Task prompt:
Line filter on the word "below": copy each matching line from the entries.

Records to process:

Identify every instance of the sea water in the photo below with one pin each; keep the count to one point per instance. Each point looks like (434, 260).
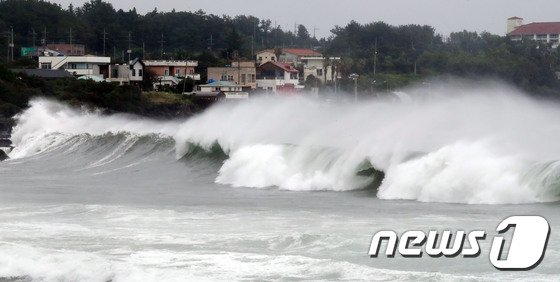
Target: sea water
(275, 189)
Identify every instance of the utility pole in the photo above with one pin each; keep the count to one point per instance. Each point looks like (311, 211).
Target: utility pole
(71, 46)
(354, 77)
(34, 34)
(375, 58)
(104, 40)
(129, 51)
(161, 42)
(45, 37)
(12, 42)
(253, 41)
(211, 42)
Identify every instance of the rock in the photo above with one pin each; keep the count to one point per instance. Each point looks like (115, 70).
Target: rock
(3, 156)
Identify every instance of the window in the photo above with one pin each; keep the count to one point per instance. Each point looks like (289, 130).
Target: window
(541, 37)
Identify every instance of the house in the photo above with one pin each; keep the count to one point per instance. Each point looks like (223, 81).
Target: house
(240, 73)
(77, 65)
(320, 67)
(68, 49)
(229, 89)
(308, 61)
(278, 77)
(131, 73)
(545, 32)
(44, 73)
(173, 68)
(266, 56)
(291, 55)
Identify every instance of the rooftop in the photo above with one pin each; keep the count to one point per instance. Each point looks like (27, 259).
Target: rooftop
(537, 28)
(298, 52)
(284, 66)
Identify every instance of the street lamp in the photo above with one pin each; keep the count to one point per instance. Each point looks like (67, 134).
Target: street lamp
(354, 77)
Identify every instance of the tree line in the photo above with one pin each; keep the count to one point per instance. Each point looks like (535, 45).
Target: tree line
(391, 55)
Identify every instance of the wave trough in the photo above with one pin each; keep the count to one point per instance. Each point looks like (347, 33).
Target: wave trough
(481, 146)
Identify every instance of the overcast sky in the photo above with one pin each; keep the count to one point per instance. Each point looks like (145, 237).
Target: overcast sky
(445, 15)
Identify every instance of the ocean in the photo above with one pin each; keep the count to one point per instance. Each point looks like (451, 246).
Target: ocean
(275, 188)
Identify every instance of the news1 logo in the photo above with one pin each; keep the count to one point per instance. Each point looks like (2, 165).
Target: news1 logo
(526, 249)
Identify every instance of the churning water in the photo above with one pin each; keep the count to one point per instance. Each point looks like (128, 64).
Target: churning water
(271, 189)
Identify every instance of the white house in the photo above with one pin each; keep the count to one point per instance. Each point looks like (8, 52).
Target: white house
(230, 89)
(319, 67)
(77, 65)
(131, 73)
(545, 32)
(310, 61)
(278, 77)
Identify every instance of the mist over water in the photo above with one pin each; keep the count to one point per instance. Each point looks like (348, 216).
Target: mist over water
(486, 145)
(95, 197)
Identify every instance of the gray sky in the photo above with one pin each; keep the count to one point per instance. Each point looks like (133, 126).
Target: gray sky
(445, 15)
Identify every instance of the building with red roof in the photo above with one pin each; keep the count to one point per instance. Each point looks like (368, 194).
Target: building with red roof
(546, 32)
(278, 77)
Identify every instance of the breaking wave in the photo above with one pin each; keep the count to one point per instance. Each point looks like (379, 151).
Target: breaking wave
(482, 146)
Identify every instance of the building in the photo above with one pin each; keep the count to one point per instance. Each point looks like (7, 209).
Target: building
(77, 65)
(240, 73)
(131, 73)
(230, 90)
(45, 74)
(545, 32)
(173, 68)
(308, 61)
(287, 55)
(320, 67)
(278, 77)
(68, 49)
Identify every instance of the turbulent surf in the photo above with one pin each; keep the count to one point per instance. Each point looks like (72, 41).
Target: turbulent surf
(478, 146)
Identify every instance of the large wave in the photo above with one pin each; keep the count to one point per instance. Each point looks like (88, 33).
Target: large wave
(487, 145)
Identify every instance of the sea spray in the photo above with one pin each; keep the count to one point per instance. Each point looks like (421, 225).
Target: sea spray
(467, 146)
--
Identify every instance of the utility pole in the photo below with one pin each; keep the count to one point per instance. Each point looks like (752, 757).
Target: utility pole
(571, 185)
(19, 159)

Reply to the exercise:
Identify every instance of the sea water in the photo below with one pin each; keep the count to one point per instance. Each point looks like (434, 260).
Identify every instance of the utility pole in the photo below with one pin each; keep the count to one point per instance. Each point looks like (752, 757).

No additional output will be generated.